_Written request_:
Extract each line of the listing below that contains the word "truck". Treat the match as case-sensitive.
— START OF Material for this exercise —
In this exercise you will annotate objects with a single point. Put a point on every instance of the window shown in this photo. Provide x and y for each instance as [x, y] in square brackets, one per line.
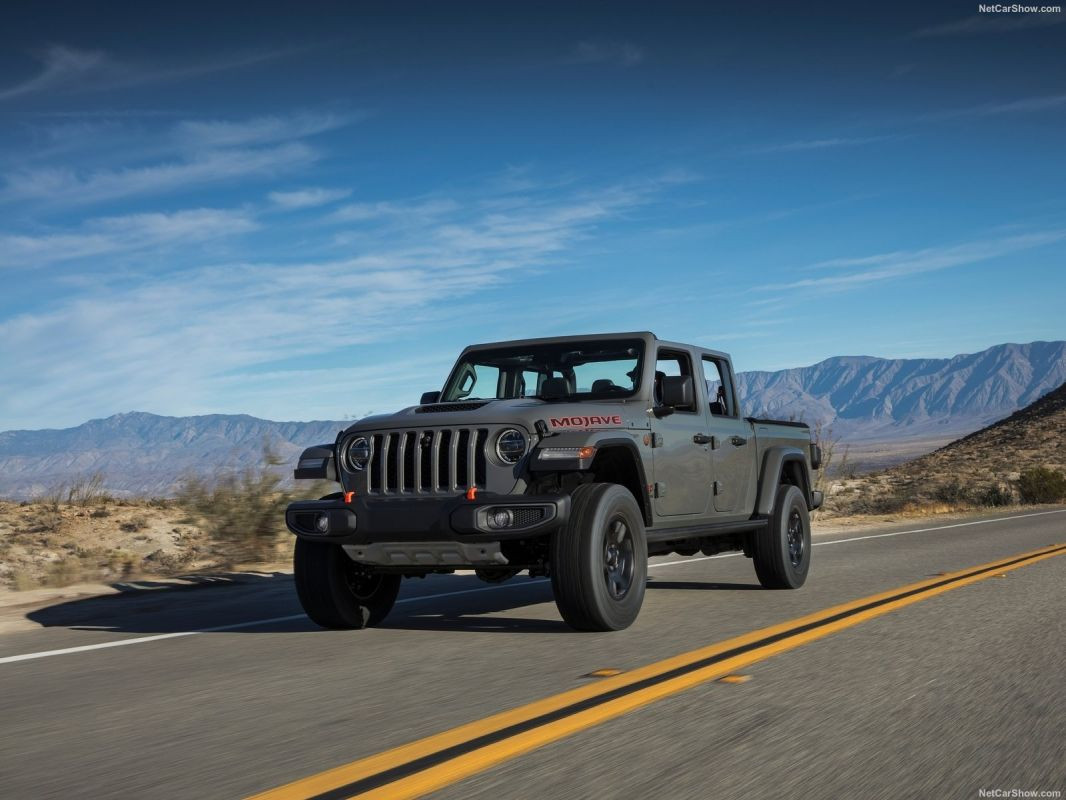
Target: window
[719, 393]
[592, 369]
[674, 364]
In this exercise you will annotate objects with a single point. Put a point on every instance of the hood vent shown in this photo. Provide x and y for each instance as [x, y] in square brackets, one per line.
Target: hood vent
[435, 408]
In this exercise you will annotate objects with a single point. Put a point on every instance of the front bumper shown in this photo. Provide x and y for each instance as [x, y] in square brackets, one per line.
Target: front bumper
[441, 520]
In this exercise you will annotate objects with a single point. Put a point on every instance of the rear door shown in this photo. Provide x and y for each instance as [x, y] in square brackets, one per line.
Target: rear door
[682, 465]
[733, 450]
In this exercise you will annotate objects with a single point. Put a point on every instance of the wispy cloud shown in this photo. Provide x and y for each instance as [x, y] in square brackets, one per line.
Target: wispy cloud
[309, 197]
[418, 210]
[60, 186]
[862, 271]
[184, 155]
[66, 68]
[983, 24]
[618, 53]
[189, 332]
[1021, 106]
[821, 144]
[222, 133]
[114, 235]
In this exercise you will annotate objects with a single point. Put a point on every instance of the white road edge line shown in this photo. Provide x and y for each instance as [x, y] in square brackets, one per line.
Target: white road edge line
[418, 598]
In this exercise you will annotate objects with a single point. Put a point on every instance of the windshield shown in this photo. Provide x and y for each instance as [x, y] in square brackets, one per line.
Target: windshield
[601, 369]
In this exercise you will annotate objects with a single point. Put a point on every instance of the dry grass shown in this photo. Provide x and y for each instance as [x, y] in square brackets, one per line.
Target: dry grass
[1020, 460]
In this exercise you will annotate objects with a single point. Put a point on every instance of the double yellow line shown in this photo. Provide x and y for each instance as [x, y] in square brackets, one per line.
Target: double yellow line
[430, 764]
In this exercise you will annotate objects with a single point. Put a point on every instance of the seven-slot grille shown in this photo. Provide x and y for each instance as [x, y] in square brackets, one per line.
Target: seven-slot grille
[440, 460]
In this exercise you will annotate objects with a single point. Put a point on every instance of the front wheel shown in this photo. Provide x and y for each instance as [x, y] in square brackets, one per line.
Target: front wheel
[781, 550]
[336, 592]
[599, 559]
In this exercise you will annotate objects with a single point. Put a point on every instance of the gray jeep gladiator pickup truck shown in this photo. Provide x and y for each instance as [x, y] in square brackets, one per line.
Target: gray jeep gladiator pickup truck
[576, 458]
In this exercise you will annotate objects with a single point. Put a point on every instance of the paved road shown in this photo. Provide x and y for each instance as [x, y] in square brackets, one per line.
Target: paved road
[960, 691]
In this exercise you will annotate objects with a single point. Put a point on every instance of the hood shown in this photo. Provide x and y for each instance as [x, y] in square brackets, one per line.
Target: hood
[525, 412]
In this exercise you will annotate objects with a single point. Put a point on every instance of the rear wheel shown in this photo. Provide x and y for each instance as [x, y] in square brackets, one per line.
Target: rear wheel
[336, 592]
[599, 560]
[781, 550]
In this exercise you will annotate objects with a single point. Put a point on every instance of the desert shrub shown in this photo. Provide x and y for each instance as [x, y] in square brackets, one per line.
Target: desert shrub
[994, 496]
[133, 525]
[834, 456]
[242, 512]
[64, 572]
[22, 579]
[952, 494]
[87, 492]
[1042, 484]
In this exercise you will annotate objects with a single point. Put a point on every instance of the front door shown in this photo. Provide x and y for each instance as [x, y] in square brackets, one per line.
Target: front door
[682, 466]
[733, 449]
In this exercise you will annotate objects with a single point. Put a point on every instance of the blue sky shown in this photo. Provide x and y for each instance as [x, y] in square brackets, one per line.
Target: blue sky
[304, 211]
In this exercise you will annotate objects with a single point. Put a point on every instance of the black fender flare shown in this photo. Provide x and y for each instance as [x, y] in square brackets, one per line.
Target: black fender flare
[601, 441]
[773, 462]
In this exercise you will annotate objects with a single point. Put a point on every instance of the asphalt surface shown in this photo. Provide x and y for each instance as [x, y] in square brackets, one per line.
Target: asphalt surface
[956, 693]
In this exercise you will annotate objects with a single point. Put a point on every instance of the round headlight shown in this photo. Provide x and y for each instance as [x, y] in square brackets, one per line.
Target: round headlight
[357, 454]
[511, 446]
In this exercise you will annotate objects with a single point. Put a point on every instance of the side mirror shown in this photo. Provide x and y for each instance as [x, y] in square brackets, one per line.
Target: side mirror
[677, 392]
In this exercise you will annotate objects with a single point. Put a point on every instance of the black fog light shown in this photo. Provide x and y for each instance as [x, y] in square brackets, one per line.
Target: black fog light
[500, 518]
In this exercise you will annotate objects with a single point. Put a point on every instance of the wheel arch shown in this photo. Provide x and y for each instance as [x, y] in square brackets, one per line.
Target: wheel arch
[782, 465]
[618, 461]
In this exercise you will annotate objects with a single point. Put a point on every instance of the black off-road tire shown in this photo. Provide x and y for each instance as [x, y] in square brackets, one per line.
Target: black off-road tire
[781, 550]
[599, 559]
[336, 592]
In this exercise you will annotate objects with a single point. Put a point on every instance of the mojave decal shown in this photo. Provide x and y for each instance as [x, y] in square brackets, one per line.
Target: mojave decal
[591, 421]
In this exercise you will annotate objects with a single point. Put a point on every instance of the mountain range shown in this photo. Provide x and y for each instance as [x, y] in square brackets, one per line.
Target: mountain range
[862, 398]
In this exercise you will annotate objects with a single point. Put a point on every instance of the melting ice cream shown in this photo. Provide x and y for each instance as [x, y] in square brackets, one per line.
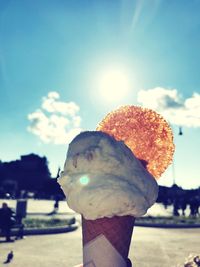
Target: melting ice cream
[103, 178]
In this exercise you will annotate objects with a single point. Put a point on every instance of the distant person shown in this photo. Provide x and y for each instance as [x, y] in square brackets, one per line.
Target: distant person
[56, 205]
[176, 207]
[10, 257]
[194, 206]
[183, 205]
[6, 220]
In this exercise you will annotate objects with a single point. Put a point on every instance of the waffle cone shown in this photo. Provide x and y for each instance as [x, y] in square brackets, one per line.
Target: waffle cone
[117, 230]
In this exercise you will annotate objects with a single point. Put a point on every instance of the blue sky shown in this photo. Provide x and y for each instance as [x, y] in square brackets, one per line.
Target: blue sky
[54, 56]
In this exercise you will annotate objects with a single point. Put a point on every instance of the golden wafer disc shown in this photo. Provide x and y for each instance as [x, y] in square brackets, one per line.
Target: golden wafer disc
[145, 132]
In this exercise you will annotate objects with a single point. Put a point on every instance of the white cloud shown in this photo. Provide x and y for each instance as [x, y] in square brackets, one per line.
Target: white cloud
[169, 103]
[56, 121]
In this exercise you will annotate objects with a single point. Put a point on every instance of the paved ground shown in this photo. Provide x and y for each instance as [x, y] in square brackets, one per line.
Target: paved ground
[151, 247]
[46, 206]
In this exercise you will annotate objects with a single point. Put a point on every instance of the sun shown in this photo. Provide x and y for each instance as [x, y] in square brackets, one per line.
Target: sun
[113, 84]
— END OF Material for this exercise —
— START OF Material for this exercise —
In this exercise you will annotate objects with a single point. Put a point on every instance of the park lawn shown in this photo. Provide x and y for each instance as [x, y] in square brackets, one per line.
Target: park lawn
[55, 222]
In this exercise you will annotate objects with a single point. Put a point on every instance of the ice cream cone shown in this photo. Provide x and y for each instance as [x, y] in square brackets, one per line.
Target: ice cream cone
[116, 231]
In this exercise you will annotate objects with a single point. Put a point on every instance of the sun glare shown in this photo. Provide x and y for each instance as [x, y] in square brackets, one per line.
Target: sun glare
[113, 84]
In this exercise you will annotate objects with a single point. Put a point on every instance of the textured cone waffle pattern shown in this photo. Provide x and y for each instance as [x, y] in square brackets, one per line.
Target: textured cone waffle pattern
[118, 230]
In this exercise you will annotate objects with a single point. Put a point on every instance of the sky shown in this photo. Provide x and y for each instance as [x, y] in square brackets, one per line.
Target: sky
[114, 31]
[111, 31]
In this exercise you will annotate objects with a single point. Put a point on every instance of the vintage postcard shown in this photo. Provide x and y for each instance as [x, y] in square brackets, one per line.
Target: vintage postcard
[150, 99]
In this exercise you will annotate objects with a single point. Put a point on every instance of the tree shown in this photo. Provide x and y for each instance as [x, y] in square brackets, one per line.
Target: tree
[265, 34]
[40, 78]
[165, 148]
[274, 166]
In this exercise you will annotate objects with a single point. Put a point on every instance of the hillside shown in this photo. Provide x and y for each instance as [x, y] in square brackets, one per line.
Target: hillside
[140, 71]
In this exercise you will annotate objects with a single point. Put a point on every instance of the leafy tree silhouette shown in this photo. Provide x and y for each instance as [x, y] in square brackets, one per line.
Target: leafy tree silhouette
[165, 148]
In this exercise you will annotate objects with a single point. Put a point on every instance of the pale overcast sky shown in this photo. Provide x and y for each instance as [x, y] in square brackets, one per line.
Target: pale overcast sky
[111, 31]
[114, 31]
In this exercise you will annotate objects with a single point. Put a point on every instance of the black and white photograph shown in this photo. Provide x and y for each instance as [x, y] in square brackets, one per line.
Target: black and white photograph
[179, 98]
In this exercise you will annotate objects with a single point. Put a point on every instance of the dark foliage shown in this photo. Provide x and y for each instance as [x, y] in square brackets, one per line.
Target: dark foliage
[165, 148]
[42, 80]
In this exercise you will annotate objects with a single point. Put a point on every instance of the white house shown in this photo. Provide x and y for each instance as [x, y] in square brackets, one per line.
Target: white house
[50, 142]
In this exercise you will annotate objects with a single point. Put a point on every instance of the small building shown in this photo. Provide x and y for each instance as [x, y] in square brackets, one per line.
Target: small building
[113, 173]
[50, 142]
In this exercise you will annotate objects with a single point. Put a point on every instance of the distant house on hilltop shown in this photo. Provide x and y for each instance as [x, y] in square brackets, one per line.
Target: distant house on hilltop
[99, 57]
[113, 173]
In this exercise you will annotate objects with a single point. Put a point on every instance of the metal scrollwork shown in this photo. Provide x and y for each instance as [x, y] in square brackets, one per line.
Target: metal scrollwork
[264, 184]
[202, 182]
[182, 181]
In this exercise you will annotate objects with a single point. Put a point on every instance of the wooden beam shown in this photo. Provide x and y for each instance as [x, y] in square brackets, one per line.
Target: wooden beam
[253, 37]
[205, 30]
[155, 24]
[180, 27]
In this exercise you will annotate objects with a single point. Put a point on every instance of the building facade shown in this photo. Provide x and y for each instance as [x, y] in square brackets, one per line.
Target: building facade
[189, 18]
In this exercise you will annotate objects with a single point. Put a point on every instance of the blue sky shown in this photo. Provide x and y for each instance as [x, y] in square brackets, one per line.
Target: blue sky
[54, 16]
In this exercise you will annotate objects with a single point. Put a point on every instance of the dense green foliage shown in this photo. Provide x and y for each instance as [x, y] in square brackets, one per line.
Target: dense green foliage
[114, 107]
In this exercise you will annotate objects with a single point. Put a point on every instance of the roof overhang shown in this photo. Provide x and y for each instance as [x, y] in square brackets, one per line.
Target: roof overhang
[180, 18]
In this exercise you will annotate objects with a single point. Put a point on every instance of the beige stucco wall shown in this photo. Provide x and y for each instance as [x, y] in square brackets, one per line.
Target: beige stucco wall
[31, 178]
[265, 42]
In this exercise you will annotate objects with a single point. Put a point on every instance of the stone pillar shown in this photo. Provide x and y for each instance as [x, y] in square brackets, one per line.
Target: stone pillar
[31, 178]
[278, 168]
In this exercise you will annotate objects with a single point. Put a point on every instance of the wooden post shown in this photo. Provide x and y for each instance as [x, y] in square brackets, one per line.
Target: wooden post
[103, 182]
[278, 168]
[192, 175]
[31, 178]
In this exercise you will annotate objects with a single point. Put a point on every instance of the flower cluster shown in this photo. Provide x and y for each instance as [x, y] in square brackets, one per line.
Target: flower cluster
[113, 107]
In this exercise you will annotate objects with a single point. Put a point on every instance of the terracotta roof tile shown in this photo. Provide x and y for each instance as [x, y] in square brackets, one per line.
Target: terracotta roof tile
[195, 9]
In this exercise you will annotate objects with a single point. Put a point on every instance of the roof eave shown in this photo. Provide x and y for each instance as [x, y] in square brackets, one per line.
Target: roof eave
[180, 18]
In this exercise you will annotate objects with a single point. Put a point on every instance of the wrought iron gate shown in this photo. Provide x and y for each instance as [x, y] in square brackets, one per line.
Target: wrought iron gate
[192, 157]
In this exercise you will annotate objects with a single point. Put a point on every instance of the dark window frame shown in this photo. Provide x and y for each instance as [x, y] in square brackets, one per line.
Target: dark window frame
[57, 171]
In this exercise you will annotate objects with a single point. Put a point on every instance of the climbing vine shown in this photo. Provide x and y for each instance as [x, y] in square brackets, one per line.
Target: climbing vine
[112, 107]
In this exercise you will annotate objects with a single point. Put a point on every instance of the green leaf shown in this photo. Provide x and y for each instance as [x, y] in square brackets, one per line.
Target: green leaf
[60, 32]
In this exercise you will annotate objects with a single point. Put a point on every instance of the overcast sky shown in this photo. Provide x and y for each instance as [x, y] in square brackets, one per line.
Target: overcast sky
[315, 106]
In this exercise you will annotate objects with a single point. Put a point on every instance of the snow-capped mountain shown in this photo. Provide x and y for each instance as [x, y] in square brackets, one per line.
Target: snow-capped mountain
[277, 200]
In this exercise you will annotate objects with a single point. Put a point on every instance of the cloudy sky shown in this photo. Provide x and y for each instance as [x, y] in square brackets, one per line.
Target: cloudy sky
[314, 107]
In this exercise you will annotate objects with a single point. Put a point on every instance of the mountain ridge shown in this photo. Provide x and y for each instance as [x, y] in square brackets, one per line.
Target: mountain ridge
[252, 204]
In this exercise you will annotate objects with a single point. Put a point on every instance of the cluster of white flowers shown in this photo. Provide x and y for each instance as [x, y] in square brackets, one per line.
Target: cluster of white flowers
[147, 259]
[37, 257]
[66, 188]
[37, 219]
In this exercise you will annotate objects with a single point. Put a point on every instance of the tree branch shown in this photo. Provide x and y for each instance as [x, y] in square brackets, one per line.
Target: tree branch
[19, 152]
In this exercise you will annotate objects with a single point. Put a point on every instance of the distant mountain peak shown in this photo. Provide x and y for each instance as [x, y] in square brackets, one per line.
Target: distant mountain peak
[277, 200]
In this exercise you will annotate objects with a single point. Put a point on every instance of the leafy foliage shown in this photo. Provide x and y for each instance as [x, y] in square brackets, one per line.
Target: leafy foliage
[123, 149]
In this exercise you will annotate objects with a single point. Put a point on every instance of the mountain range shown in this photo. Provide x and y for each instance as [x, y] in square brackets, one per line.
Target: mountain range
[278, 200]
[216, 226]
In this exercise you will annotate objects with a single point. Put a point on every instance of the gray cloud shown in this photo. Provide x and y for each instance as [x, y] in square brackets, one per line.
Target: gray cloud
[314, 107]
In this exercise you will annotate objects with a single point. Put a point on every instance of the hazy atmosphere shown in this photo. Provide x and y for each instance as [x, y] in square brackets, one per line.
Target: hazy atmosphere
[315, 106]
— END OF Material for this exercise —
_Complete answer_:
In this exercise you will annotate objects with a single point. Put a point on every instance of the gray jeep gladiator pickup truck shown in this photo. Provide x and y for each instance as [x, y] in square brackets, one per line.
Target: gray jeep gladiator pickup truck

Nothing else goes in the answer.